» PROBLEM STATEMENT
Copy the lines from the start of the data entries through the line with "224 77 239 126", both included, without changing anything.

BEGIN RAW RECORDS

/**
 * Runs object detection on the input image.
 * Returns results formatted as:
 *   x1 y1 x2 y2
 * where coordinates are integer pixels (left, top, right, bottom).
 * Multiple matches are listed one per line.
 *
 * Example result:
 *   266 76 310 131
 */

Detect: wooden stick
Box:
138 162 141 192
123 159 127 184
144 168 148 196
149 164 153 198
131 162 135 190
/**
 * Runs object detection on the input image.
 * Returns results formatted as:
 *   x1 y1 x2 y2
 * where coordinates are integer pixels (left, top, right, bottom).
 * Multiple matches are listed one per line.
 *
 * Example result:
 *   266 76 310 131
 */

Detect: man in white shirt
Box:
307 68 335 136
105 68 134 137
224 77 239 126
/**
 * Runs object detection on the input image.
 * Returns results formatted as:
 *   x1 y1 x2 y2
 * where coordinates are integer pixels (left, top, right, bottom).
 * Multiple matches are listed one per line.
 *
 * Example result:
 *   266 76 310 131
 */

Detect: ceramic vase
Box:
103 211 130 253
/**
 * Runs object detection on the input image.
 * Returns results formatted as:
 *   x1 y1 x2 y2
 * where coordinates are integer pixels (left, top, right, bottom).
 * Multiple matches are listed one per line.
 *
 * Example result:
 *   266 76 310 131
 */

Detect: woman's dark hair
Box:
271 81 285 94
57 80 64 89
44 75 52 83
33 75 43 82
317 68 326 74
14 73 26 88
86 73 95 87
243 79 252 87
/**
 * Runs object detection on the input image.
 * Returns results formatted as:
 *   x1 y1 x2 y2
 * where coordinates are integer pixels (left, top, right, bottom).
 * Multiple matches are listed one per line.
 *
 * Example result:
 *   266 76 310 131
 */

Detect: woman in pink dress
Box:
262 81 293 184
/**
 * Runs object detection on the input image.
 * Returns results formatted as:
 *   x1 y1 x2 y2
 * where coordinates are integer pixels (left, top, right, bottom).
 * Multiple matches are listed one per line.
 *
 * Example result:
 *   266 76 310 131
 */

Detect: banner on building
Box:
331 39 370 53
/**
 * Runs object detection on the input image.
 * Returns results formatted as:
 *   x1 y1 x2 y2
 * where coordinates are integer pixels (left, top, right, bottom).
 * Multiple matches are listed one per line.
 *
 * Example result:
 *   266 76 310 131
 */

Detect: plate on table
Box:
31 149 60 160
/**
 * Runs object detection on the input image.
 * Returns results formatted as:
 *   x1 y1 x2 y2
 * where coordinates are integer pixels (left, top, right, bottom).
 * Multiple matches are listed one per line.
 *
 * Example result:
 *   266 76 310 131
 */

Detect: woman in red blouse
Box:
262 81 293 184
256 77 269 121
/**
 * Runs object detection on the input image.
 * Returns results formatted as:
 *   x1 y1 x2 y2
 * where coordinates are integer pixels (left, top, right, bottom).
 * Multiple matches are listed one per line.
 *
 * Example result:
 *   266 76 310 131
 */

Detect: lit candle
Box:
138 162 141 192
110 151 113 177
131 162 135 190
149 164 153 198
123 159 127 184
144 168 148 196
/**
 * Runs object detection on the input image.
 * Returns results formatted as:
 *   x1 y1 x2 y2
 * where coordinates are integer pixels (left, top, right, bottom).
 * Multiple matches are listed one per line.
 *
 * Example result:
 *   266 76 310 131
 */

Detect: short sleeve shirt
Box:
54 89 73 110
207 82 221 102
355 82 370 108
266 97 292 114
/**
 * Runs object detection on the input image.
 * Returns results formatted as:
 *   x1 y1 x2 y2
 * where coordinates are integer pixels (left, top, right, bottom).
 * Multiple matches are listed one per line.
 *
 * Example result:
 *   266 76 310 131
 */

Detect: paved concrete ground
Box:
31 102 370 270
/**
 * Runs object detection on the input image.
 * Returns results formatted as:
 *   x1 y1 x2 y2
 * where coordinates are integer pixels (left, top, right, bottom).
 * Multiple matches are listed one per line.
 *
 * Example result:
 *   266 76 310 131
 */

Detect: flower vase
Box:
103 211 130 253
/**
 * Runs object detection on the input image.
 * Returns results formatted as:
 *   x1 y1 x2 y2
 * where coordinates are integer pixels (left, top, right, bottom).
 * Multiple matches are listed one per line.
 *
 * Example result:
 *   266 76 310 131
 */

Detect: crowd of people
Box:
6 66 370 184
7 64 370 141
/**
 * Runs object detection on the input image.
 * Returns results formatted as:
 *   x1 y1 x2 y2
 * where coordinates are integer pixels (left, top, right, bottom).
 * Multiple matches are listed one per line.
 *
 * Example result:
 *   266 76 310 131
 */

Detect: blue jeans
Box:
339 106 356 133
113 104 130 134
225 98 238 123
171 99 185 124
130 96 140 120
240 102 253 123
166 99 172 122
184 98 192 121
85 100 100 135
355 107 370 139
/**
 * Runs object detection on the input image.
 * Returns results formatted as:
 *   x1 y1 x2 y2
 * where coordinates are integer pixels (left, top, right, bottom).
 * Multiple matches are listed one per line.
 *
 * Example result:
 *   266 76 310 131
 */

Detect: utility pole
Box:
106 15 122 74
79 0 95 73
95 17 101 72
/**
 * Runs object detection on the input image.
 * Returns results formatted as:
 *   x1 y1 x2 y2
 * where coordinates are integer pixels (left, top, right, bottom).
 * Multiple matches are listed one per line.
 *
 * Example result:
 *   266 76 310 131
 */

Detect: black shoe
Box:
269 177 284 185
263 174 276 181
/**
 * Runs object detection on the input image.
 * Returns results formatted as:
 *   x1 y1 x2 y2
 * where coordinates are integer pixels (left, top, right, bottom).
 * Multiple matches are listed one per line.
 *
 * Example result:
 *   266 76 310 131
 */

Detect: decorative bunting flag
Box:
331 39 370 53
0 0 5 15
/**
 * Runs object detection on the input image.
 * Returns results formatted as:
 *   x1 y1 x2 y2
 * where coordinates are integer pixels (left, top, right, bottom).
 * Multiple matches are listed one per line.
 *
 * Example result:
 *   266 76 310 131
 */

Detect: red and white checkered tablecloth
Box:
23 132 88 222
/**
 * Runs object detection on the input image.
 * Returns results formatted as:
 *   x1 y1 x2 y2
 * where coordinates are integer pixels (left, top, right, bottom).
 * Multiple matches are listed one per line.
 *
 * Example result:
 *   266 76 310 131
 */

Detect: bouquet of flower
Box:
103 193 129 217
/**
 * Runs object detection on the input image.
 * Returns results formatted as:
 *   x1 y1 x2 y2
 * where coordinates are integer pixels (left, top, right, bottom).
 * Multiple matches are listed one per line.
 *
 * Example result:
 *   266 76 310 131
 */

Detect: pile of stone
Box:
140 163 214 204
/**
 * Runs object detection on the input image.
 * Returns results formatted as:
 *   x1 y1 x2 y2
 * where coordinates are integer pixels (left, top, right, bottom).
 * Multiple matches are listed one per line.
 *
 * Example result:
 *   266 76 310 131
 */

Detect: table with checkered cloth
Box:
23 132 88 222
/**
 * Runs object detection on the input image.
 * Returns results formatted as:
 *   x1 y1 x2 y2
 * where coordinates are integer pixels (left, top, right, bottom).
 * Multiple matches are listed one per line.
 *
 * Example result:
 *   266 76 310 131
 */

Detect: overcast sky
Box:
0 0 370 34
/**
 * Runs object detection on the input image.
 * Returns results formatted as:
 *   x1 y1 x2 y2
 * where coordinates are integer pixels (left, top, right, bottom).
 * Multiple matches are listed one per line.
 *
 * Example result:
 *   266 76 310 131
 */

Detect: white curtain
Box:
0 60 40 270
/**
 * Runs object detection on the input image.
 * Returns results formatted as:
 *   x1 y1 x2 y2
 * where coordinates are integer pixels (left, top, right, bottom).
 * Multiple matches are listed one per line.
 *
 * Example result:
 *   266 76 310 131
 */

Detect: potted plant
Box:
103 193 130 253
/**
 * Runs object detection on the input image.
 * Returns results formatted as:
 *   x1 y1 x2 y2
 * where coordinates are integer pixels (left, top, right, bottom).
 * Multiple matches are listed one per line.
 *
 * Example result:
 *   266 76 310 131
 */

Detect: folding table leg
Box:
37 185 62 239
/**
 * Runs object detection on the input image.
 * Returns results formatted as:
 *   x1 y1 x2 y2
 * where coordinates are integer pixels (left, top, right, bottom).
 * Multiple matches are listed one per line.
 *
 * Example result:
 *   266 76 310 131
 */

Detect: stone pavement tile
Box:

END RAW RECORDS

» FINAL RESULT
/**
 * Runs object detection on the input image.
 * Returns results formatted as:
 *   x1 y1 x2 y2
 * where coordinates are integer pixels (left, top, right, bottom).
 * Multiple matches are listed one per line.
 *
 * Example result:
 *   266 76 310 131
 */

Detect: wooden stick
Box:
138 162 141 192
123 159 127 184
144 168 148 196
149 164 153 198
131 162 135 190
/**
 * Runs object detection on the input image.
 * Returns results formatted as:
 *   x1 y1 x2 y2
 * where coordinates are integer pixels (left, top, right, bottom).
 * Multiple matches are listed one per line.
 *
 * Example result:
 *   266 76 310 131
 */

Detect: man in white shirt
Box:
307 68 335 136
105 68 134 137
224 77 239 126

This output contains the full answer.